*TASK DIRECTIONS*. Translate this sentence from the excerpt on publishing at M&S into Spanish: "Rudy thanked me, then went to his room, and returned a few hours later with all the pencil marks rubbed out."

++++ TEXT EXCERPT

That’s where I read Rudy Wiebe’s huge manuscript of Big Bear in one night. I had planned to stop for a couple of hours’ sleep, but couldn’t put the damned thing down. It was riveting then and is still riveting now, though other books have been written about the great Cree chief and his defiance of white authority. Charis Wahl was appointed Wiebe’s editor, but the copy editing was farmed out to a meticulous freelancer. I had the unenviable task of presenting the author with the marked-up manuscript in Calgary. Rudy thanked me, then went to his room, and returned a few hours later with all the pencil marks rubbed out. Charis, who had disagreed with the copy editor’s work, was pleased, and Big Bear was published with Rudy’s long sentences intact.
I read Gabrielle Roy’s slender Windflower under th
e dim lights of our Broadway Avenue balcony. It was almost word-perfect. I read Margaret Laurence’s The Olden Days Coat and her short-story collection A Bird in the House, Brian Moore’s The Revolution Script and Catholics, Eric Arthur’s text for The Barn: A Vanishing Landmark of North America, and hundreds, no, thousands of other manuscripts during those years.
Everyone at M&S seemed to be imbued with a sense of mission, as if part of a magnificent experiment, with Jack as the exalted master magician, and the rest of us inspired apprentices. The experiment was publishing Canadian authors: novelists, poets, academics, children’s writers, historians, anthropologists, journalists, and politicians.I We published anthologies, essay collections, reprints in the New Canadian Library, art and photography books, memoirs. Despite the financial problems, we continued to publish more than a hundred books a year, and we were wildly optimistic about the fate of every one of them.

++++++++
++++ DATASET ENTRIES

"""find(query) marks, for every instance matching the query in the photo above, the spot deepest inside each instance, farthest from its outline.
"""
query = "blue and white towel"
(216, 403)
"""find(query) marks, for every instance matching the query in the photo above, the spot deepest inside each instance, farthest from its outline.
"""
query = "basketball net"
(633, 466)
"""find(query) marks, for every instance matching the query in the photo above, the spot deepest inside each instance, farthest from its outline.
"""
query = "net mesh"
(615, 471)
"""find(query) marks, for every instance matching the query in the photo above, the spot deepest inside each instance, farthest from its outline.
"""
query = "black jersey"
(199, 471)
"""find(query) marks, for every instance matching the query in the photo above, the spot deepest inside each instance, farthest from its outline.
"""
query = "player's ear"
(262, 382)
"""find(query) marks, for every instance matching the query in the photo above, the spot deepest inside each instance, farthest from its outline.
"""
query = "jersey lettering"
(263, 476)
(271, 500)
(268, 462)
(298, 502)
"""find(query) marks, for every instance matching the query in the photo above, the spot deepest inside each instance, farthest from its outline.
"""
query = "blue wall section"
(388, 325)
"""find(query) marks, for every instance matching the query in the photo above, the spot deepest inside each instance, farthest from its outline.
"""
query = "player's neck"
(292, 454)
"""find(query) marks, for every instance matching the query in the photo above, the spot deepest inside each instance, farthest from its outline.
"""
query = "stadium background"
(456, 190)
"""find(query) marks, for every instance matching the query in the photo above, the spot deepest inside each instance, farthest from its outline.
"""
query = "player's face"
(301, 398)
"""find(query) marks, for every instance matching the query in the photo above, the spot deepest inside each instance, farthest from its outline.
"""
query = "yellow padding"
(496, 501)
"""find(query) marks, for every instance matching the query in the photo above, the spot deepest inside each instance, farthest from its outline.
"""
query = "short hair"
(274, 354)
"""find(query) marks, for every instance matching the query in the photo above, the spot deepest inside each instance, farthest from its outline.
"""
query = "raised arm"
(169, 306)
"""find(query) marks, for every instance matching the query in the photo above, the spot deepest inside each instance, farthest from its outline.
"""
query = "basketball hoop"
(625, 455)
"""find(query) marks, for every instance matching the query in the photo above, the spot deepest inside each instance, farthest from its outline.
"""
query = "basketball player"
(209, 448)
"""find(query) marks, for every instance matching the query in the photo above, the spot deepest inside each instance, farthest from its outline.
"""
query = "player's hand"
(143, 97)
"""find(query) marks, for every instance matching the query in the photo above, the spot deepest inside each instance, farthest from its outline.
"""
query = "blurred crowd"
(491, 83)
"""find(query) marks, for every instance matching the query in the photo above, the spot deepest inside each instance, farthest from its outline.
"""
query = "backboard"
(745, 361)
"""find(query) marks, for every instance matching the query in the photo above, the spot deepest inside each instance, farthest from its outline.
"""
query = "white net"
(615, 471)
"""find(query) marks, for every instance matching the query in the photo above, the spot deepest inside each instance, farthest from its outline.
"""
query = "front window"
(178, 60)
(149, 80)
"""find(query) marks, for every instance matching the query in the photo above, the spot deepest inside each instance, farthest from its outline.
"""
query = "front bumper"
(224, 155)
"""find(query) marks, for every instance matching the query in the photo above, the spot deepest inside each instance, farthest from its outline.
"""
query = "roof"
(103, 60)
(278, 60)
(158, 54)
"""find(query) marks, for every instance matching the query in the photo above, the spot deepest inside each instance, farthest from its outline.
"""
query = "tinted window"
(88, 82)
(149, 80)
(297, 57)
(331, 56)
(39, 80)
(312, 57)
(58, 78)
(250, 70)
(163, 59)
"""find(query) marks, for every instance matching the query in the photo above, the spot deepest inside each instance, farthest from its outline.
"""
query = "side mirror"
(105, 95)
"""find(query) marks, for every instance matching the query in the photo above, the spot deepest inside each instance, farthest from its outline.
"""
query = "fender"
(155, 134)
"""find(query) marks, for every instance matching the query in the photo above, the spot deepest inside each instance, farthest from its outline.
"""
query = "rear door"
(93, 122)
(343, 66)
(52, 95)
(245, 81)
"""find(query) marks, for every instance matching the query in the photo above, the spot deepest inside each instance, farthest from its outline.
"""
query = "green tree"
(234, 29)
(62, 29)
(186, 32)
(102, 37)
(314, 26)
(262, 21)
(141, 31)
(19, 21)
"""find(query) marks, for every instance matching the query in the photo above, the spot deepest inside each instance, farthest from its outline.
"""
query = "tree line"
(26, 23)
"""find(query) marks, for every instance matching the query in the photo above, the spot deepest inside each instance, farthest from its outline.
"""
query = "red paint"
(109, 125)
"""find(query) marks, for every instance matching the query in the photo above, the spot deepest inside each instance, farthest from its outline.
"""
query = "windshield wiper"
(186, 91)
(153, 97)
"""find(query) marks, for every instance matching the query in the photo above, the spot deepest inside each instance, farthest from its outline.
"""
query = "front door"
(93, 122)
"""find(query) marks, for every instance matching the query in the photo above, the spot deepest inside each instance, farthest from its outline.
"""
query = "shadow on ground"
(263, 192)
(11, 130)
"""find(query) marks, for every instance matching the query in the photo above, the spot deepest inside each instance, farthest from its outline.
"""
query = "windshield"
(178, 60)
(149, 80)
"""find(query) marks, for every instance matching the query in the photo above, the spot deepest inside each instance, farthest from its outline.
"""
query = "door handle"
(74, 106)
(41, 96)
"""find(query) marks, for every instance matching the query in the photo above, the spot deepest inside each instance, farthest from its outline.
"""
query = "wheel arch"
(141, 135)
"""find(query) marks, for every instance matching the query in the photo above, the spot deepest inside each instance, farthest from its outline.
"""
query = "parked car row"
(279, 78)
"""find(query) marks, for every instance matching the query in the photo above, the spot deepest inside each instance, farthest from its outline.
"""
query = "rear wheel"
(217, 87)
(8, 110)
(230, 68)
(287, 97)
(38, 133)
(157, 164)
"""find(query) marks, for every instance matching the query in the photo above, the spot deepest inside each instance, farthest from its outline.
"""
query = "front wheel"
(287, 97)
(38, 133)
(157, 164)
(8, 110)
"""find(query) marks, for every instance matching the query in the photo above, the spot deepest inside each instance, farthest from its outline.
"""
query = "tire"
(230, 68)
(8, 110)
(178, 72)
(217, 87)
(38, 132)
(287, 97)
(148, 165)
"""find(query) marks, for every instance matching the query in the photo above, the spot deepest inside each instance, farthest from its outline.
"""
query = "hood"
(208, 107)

++++++++

*FULL ANSWER*. Rudy me dio las gracias, luego se fue a su habitación y volvió unas horas después con todas las marcas de lápiz borradas.